> _Instructions for the task_: Report every line of the listing below that contains the word "saucer", copying each such line in full; case counts.

> _Provided records_:
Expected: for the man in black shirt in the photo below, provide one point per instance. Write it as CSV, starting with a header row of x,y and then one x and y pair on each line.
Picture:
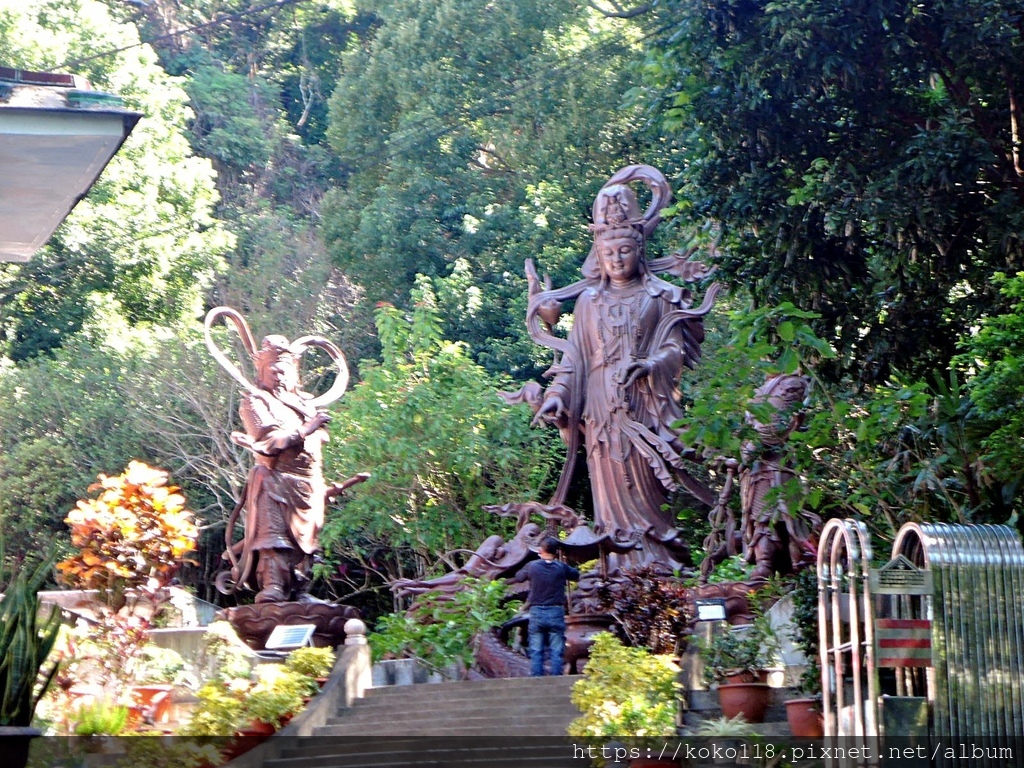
x,y
547,606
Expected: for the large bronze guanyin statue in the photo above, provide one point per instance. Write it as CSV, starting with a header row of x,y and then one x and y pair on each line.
x,y
285,494
615,376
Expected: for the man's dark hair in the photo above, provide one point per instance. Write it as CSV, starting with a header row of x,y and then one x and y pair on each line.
x,y
550,546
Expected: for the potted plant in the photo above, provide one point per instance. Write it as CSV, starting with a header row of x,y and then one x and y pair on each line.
x,y
26,642
276,695
737,658
804,713
627,694
217,714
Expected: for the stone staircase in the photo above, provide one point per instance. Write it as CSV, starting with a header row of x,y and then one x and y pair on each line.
x,y
494,723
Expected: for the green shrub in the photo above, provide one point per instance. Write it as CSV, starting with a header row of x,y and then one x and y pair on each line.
x,y
314,663
625,692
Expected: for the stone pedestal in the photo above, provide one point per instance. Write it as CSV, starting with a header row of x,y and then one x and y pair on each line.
x,y
255,623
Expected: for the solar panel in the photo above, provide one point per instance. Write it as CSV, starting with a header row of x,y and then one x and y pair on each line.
x,y
290,636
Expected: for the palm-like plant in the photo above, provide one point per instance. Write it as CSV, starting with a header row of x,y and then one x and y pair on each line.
x,y
26,642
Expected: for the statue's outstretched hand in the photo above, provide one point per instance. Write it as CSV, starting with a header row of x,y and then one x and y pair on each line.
x,y
636,371
320,419
552,412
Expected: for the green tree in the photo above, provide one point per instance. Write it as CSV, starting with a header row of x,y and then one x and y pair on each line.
x,y
429,426
861,157
144,239
473,135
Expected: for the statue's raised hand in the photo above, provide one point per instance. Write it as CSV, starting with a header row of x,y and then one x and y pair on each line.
x,y
320,419
552,412
636,371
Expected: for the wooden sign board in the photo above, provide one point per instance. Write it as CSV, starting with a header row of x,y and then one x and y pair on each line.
x,y
900,577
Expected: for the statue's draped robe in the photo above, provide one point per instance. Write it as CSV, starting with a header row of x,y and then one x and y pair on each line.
x,y
285,493
633,455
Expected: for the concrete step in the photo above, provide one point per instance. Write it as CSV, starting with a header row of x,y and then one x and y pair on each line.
x,y
512,709
506,687
342,753
467,727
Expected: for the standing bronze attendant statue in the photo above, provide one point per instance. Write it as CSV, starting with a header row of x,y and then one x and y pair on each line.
x,y
285,494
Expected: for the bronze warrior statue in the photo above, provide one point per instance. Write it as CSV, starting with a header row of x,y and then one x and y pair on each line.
x,y
615,376
285,494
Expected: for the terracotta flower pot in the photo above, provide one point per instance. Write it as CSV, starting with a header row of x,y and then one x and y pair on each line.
x,y
750,699
805,718
744,676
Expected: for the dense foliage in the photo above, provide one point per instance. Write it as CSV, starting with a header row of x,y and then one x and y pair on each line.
x,y
862,157
439,443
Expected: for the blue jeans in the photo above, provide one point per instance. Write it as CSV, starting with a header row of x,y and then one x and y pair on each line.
x,y
547,637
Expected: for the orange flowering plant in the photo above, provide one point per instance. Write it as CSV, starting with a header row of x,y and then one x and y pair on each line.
x,y
133,537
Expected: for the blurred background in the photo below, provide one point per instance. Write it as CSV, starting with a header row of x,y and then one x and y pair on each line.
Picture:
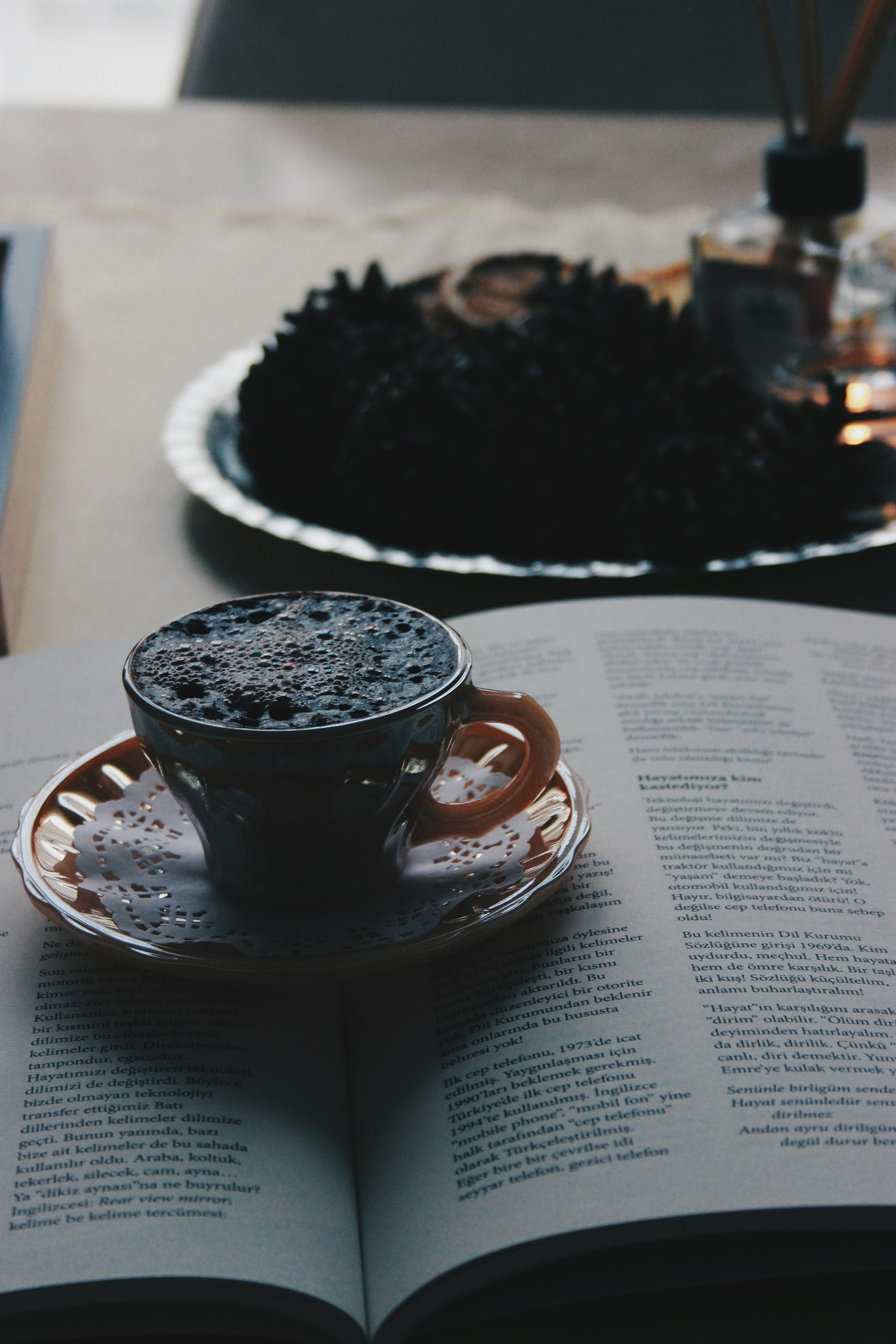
x,y
644,56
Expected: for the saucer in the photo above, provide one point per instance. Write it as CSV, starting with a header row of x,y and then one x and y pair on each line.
x,y
107,853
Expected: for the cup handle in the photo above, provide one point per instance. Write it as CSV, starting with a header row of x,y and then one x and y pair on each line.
x,y
542,752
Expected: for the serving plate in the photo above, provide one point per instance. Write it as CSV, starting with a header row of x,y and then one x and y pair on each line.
x,y
201,440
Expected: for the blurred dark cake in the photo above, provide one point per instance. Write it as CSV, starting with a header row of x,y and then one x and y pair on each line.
x,y
531,409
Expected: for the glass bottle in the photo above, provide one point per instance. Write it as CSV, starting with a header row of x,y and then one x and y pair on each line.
x,y
810,258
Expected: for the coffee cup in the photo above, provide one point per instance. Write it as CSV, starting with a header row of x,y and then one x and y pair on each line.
x,y
303,732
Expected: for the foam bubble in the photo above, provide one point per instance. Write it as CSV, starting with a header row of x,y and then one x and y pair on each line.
x,y
293,662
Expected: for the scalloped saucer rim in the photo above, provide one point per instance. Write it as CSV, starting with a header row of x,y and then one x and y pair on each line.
x,y
209,962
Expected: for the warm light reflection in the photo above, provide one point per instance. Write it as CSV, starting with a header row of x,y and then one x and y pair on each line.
x,y
853,435
858,400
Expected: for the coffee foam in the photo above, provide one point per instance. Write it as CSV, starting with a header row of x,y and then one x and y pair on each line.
x,y
303,662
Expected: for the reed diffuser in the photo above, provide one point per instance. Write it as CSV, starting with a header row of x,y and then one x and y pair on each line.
x,y
813,256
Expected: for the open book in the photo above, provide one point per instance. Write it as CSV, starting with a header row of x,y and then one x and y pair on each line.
x,y
683,1068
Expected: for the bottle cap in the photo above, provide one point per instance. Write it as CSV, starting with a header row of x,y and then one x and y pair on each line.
x,y
815,182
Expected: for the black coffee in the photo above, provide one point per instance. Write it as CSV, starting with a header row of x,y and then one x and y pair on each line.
x,y
295,662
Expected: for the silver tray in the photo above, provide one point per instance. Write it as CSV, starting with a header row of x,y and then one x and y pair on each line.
x,y
201,440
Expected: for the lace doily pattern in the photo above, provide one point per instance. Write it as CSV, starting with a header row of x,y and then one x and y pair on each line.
x,y
143,858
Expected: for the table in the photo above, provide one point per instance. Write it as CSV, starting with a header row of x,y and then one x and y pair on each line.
x,y
187,232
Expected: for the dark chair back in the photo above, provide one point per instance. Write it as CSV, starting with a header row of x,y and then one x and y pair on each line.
x,y
619,56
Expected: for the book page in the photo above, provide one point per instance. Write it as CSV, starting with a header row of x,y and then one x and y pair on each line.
x,y
703,1021
152,1130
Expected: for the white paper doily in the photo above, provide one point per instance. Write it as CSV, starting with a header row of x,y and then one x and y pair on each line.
x,y
143,858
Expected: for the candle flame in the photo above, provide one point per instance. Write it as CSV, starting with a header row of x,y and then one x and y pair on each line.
x,y
855,435
858,397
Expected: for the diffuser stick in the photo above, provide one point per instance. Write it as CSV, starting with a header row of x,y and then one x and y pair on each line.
x,y
778,81
810,57
863,52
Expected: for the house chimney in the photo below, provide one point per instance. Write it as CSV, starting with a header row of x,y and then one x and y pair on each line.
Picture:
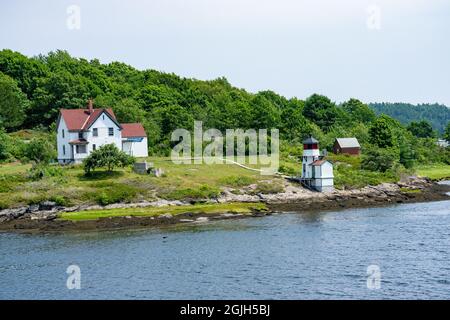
x,y
90,106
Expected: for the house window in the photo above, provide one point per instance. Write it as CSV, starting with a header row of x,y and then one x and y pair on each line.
x,y
81,148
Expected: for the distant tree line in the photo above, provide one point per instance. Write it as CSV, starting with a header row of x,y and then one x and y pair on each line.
x,y
436,114
32,90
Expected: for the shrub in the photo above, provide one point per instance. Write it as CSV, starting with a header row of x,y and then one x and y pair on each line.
x,y
114,193
10,181
40,150
40,170
268,188
107,156
60,200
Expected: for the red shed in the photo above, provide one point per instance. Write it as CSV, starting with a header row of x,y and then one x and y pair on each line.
x,y
347,146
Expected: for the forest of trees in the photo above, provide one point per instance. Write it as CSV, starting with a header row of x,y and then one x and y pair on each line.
x,y
32,90
437,115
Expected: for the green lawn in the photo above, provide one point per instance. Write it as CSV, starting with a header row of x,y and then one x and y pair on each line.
x,y
14,168
435,172
243,208
72,187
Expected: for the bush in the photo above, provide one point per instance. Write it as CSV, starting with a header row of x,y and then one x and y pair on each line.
x,y
114,193
237,181
10,181
40,150
40,170
107,156
60,200
5,146
268,188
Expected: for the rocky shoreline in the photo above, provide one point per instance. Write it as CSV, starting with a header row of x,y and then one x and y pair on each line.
x,y
44,216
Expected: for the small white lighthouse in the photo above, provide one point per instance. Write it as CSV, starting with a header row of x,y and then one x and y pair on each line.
x,y
317,173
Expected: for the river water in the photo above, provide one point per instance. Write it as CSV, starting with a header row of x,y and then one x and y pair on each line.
x,y
286,256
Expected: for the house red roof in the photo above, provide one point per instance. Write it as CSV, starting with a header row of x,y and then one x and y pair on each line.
x,y
81,119
318,162
132,130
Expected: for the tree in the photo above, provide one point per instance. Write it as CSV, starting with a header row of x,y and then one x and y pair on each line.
x,y
107,156
378,159
358,111
421,129
321,111
447,132
380,133
13,103
40,150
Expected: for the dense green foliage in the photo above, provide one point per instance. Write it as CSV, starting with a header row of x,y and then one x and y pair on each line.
x,y
37,87
13,103
447,132
421,129
436,114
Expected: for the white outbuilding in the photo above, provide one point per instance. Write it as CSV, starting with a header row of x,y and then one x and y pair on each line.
x,y
317,173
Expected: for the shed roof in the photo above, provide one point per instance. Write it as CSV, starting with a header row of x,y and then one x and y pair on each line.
x,y
133,130
348,142
82,119
310,140
319,162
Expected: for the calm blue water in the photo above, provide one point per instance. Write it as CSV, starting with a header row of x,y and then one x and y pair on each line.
x,y
286,256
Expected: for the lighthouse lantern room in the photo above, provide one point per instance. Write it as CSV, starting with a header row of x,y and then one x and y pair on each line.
x,y
317,173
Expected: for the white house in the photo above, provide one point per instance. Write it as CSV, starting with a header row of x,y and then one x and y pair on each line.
x,y
317,173
80,131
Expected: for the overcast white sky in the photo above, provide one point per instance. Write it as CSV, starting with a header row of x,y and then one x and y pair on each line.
x,y
294,47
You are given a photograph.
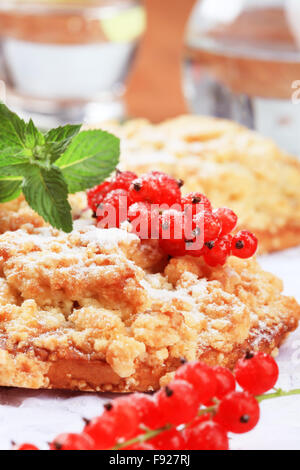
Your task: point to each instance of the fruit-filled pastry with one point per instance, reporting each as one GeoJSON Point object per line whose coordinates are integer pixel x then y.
{"type": "Point", "coordinates": [100, 309]}
{"type": "Point", "coordinates": [232, 165]}
{"type": "Point", "coordinates": [113, 289]}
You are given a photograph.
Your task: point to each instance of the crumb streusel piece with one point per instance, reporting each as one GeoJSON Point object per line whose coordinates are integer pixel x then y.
{"type": "Point", "coordinates": [101, 310]}
{"type": "Point", "coordinates": [233, 166]}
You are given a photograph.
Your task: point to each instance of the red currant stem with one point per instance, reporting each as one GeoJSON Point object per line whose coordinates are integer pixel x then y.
{"type": "Point", "coordinates": [150, 434]}
{"type": "Point", "coordinates": [210, 409]}
{"type": "Point", "coordinates": [279, 393]}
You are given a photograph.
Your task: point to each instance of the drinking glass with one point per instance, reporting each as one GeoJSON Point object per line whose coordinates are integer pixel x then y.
{"type": "Point", "coordinates": [67, 60]}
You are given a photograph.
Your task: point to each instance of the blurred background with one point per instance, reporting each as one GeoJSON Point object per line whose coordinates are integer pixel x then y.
{"type": "Point", "coordinates": [92, 60]}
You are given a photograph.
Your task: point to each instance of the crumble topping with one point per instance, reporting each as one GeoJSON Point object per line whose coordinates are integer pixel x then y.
{"type": "Point", "coordinates": [232, 165]}
{"type": "Point", "coordinates": [105, 295]}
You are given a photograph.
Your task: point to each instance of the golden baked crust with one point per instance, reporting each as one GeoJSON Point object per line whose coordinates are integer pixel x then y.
{"type": "Point", "coordinates": [99, 310]}
{"type": "Point", "coordinates": [233, 166]}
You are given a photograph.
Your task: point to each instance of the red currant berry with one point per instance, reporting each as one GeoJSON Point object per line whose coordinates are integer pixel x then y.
{"type": "Point", "coordinates": [149, 413]}
{"type": "Point", "coordinates": [244, 244]}
{"type": "Point", "coordinates": [172, 225]}
{"type": "Point", "coordinates": [173, 248]}
{"type": "Point", "coordinates": [123, 180]}
{"type": "Point", "coordinates": [145, 220]}
{"type": "Point", "coordinates": [257, 373]}
{"type": "Point", "coordinates": [227, 218]}
{"type": "Point", "coordinates": [208, 224]}
{"type": "Point", "coordinates": [104, 431]}
{"type": "Point", "coordinates": [169, 440]}
{"type": "Point", "coordinates": [72, 442]}
{"type": "Point", "coordinates": [207, 435]}
{"type": "Point", "coordinates": [172, 233]}
{"type": "Point", "coordinates": [194, 203]}
{"type": "Point", "coordinates": [178, 402]}
{"type": "Point", "coordinates": [113, 209]}
{"type": "Point", "coordinates": [140, 446]}
{"type": "Point", "coordinates": [26, 447]}
{"type": "Point", "coordinates": [157, 188]}
{"type": "Point", "coordinates": [201, 377]}
{"type": "Point", "coordinates": [216, 252]}
{"type": "Point", "coordinates": [238, 412]}
{"type": "Point", "coordinates": [125, 415]}
{"type": "Point", "coordinates": [225, 381]}
{"type": "Point", "coordinates": [96, 195]}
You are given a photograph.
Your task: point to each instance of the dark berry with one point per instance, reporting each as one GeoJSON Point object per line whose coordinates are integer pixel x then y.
{"type": "Point", "coordinates": [169, 440]}
{"type": "Point", "coordinates": [227, 218]}
{"type": "Point", "coordinates": [26, 447]}
{"type": "Point", "coordinates": [244, 244]}
{"type": "Point", "coordinates": [149, 414]}
{"type": "Point", "coordinates": [225, 383]}
{"type": "Point", "coordinates": [177, 402]}
{"type": "Point", "coordinates": [201, 377]}
{"type": "Point", "coordinates": [157, 188]}
{"type": "Point", "coordinates": [193, 203]}
{"type": "Point", "coordinates": [140, 446]}
{"type": "Point", "coordinates": [112, 211]}
{"type": "Point", "coordinates": [258, 374]}
{"type": "Point", "coordinates": [145, 220]}
{"type": "Point", "coordinates": [104, 431]}
{"type": "Point", "coordinates": [125, 415]}
{"type": "Point", "coordinates": [96, 195]}
{"type": "Point", "coordinates": [123, 180]}
{"type": "Point", "coordinates": [216, 252]}
{"type": "Point", "coordinates": [72, 442]}
{"type": "Point", "coordinates": [208, 224]}
{"type": "Point", "coordinates": [207, 435]}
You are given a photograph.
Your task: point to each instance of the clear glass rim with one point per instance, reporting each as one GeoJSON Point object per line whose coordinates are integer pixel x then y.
{"type": "Point", "coordinates": [67, 6]}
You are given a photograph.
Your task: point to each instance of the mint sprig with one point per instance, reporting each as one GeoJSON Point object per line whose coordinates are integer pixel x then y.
{"type": "Point", "coordinates": [48, 166]}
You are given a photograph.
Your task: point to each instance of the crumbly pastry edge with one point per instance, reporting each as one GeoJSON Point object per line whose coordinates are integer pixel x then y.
{"type": "Point", "coordinates": [27, 370]}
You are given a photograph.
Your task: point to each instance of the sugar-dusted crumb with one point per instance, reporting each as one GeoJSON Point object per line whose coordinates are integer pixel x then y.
{"type": "Point", "coordinates": [88, 312]}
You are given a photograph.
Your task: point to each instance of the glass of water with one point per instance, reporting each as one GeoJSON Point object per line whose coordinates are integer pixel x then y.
{"type": "Point", "coordinates": [243, 62]}
{"type": "Point", "coordinates": [67, 60]}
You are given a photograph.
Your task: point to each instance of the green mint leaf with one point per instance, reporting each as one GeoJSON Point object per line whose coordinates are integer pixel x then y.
{"type": "Point", "coordinates": [13, 167]}
{"type": "Point", "coordinates": [33, 137]}
{"type": "Point", "coordinates": [46, 192]}
{"type": "Point", "coordinates": [12, 130]}
{"type": "Point", "coordinates": [57, 140]}
{"type": "Point", "coordinates": [91, 157]}
{"type": "Point", "coordinates": [9, 189]}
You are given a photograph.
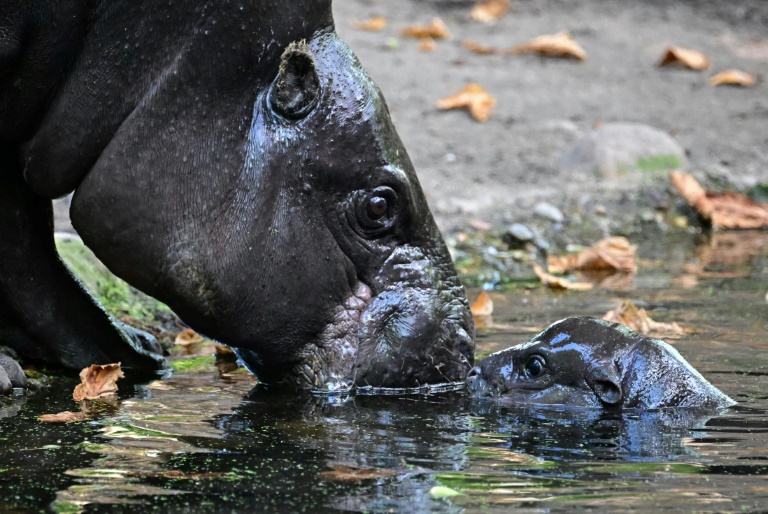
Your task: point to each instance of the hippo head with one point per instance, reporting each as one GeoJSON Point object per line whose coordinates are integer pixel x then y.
{"type": "Point", "coordinates": [256, 185]}
{"type": "Point", "coordinates": [587, 362]}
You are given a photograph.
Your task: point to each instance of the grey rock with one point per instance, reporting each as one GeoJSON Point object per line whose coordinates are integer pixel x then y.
{"type": "Point", "coordinates": [615, 149]}
{"type": "Point", "coordinates": [548, 212]}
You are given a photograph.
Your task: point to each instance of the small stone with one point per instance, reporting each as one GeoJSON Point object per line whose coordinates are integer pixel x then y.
{"type": "Point", "coordinates": [617, 149]}
{"type": "Point", "coordinates": [518, 235]}
{"type": "Point", "coordinates": [479, 225]}
{"type": "Point", "coordinates": [549, 212]}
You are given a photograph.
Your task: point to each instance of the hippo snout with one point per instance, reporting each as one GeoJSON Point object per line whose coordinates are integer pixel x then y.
{"type": "Point", "coordinates": [476, 384]}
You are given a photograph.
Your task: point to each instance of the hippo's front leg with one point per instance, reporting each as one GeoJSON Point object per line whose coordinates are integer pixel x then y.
{"type": "Point", "coordinates": [45, 314]}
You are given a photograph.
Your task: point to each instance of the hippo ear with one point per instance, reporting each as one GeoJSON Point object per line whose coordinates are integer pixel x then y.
{"type": "Point", "coordinates": [603, 377]}
{"type": "Point", "coordinates": [297, 88]}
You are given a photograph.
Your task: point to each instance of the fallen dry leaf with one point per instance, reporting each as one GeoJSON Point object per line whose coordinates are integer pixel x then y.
{"type": "Point", "coordinates": [436, 29]}
{"type": "Point", "coordinates": [609, 254]}
{"type": "Point", "coordinates": [375, 24]}
{"type": "Point", "coordinates": [559, 282]}
{"type": "Point", "coordinates": [222, 350]}
{"type": "Point", "coordinates": [98, 381]}
{"type": "Point", "coordinates": [685, 57]}
{"type": "Point", "coordinates": [480, 49]}
{"type": "Point", "coordinates": [427, 44]}
{"type": "Point", "coordinates": [483, 306]}
{"type": "Point", "coordinates": [561, 45]}
{"type": "Point", "coordinates": [473, 97]}
{"type": "Point", "coordinates": [482, 310]}
{"type": "Point", "coordinates": [732, 78]}
{"type": "Point", "coordinates": [637, 319]}
{"type": "Point", "coordinates": [489, 10]}
{"type": "Point", "coordinates": [64, 417]}
{"type": "Point", "coordinates": [188, 336]}
{"type": "Point", "coordinates": [727, 210]}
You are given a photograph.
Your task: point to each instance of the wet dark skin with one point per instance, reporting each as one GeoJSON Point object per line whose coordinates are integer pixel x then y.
{"type": "Point", "coordinates": [233, 160]}
{"type": "Point", "coordinates": [587, 362]}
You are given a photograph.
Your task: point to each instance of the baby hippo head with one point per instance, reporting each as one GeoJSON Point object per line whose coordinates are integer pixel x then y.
{"type": "Point", "coordinates": [587, 362]}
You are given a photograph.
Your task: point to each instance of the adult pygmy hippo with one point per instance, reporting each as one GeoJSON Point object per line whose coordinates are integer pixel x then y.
{"type": "Point", "coordinates": [233, 160]}
{"type": "Point", "coordinates": [588, 362]}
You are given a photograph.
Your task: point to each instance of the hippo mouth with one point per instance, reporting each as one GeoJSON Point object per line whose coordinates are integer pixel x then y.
{"type": "Point", "coordinates": [388, 344]}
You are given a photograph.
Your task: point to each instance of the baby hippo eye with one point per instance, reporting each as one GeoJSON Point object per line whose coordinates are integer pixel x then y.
{"type": "Point", "coordinates": [377, 207]}
{"type": "Point", "coordinates": [534, 366]}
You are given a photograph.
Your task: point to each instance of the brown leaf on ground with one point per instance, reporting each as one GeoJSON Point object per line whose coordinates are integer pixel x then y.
{"type": "Point", "coordinates": [98, 381]}
{"type": "Point", "coordinates": [637, 319]}
{"type": "Point", "coordinates": [427, 44]}
{"type": "Point", "coordinates": [479, 49]}
{"type": "Point", "coordinates": [561, 45]}
{"type": "Point", "coordinates": [559, 282]}
{"type": "Point", "coordinates": [436, 29]}
{"type": "Point", "coordinates": [345, 473]}
{"type": "Point", "coordinates": [732, 78]}
{"type": "Point", "coordinates": [482, 310]}
{"type": "Point", "coordinates": [473, 97]}
{"type": "Point", "coordinates": [375, 24]}
{"type": "Point", "coordinates": [727, 210]}
{"type": "Point", "coordinates": [483, 306]}
{"type": "Point", "coordinates": [64, 417]}
{"type": "Point", "coordinates": [222, 350]}
{"type": "Point", "coordinates": [684, 57]}
{"type": "Point", "coordinates": [188, 336]}
{"type": "Point", "coordinates": [609, 254]}
{"type": "Point", "coordinates": [489, 10]}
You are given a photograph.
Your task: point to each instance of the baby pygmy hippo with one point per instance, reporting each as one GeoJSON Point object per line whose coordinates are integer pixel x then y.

> _Response to the task_:
Expected: for the saucer in the photo above, provide one point per instance. Write it as CSV, starting with a header row of x,y and then one x and y pair on each line.
Expected: for the scalloped saucer rim in the photo above, provide one point per instance. Write it as CSV, starting with a header row of x,y and then one x and y pair on each line.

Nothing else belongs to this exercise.